◆ Job A
In the listing, arrange the lines between the line holding "of the window." and the line holding "the door knob.", inclusive, as a Markdown table with the columns Row and Line, giving each line its row number and skipping blank lines.

◆ Reading passage
----
Twilight’s Last Gleaming came out ten years too early for the big cinematic Vietnam guilt excoriation cycle that came about after Oliver Stone’s Platoon (1986). There is something about the film that is determined to make a big bold statement about the Vietnam War – by contrast, in Walter Wager’s original 1972 novel, the general was merely trying to clear his name after being convicted for a murder, but the film has added an entire new plot (and a new title) about wanting the truth about Vietnam brought out.
Seen in the retrospective light of the outpouring of anger, betrayal and resentment that Oliver Stone and successors untapped, Twilight’s Last Gleaming seems rather of a potboiler in a teacup about not much at all. The big moral indignation that the film gets worked up about about the Vietnam War being conducted as public relations exercise has been revealed to be rather close to the truth of the situation by the real media anyway, but with considerably less real world outrage and public outcry than the film predicts.
These accusations certainly drew controversy at the time the film came out – all references to the Vietnam War were cut out in some prints, which are missing up to twenty-four minutes of the film. If nothing else, Twilight’s Last Gleaming makes comparison to other films on the subject of nuclear hijacking/terrorism – see the likes of Goldfinger (1964), Thunderball (1965), The Fourth Protocol (1987), Broken Arrow (1995) and Warhead (1996) – which are noticeable in their lack of political subtext. The film makes interesting contrast to Seven Days in May (1964) in which Burt Lancaster plays another rogue general who attempts to conduct a coup to overthrow the President.
----
◆ Data rows
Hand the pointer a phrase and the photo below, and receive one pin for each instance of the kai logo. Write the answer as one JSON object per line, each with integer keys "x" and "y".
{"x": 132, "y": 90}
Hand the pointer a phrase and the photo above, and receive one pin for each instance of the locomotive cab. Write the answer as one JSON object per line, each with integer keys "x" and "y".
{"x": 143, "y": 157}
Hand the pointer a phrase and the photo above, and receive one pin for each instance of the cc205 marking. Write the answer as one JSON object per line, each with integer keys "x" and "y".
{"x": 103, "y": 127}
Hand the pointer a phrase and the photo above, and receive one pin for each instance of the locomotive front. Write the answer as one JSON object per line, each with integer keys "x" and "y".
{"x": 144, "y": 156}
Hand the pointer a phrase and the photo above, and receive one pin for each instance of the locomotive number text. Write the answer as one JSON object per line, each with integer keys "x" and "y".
----
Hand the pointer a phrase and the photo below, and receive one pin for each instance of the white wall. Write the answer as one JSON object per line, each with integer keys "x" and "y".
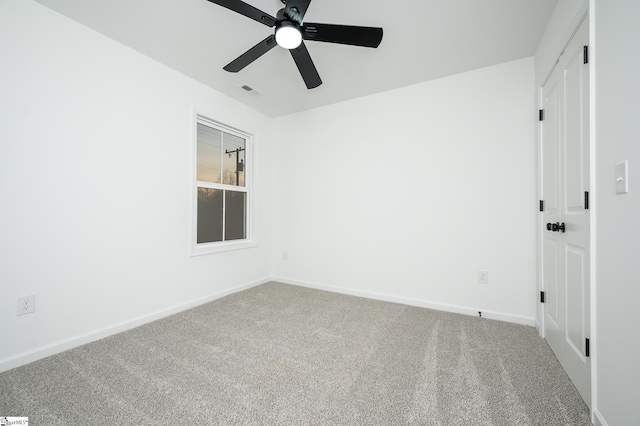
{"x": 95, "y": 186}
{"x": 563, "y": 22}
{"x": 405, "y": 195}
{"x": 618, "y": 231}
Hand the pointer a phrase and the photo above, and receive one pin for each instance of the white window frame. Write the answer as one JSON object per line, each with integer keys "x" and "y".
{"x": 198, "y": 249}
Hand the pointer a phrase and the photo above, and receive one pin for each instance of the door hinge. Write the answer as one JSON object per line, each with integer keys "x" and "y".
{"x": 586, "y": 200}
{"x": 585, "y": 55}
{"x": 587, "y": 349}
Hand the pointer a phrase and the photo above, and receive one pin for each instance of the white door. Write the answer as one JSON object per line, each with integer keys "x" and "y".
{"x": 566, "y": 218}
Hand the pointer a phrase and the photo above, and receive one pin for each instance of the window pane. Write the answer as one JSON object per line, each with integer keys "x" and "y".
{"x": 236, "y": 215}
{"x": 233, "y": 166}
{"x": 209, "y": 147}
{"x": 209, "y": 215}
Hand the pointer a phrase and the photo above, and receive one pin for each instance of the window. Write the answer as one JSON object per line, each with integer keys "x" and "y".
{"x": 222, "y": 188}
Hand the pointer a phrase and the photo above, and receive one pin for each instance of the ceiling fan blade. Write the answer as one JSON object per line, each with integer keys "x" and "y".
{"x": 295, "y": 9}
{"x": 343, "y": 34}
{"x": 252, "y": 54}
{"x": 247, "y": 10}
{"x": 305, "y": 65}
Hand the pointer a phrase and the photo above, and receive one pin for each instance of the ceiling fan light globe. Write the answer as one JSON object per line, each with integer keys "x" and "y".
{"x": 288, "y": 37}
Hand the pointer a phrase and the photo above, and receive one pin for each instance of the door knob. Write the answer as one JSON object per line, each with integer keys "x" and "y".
----
◆ Job B
Reproduce word for word the part of the Twilight's Last Gleaming review between "Seen in the" and "the film predicts.", inclusive.

◆ Written answer A
| Row | Line |
|---|---|
| 1 | Hand the pointer a phrase and the photo above, and receive one pin for each instance of the window. Write the answer as one JSON object per line, each with integer keys "x" and "y". |
| 2 | {"x": 222, "y": 188} |
| 3 | Hand the pointer a phrase and the photo above, and receive one pin for each instance of the ceiling fan blade. Write the answer as one JSON object per line, each with integer keys "x" and "y". |
| 4 | {"x": 295, "y": 9} |
| 5 | {"x": 343, "y": 34} |
| 6 | {"x": 252, "y": 54} |
| 7 | {"x": 247, "y": 10} |
| 8 | {"x": 305, "y": 65} |
| 9 | Hand the pointer a phrase and the photo above, and receive one pin for each instance of the ceiling fan light globe. Write the answer as one JSON object per line, each with integer keys "x" and "y". |
| 10 | {"x": 288, "y": 37} |
| 11 | Hand the pointer a phrase and the photo above, and receive one pin for each instance of the door knob. Write the answer as one JSON object per line, each with integer keys "x" and "y". |

◆ Written answer B
Seen in the retrospective light of the outpouring of anger, betrayal and resentment that Oliver Stone and successors untapped, Twilight’s Last Gleaming seems rather of a potboiler in a teacup about not much at all. The big moral indignation that the film gets worked up about about the Vietnam War being conducted as public relations exercise has been revealed to be rather close to the truth of the situation by the real media anyway, but with considerably less real world outrage and public outcry than the film predicts.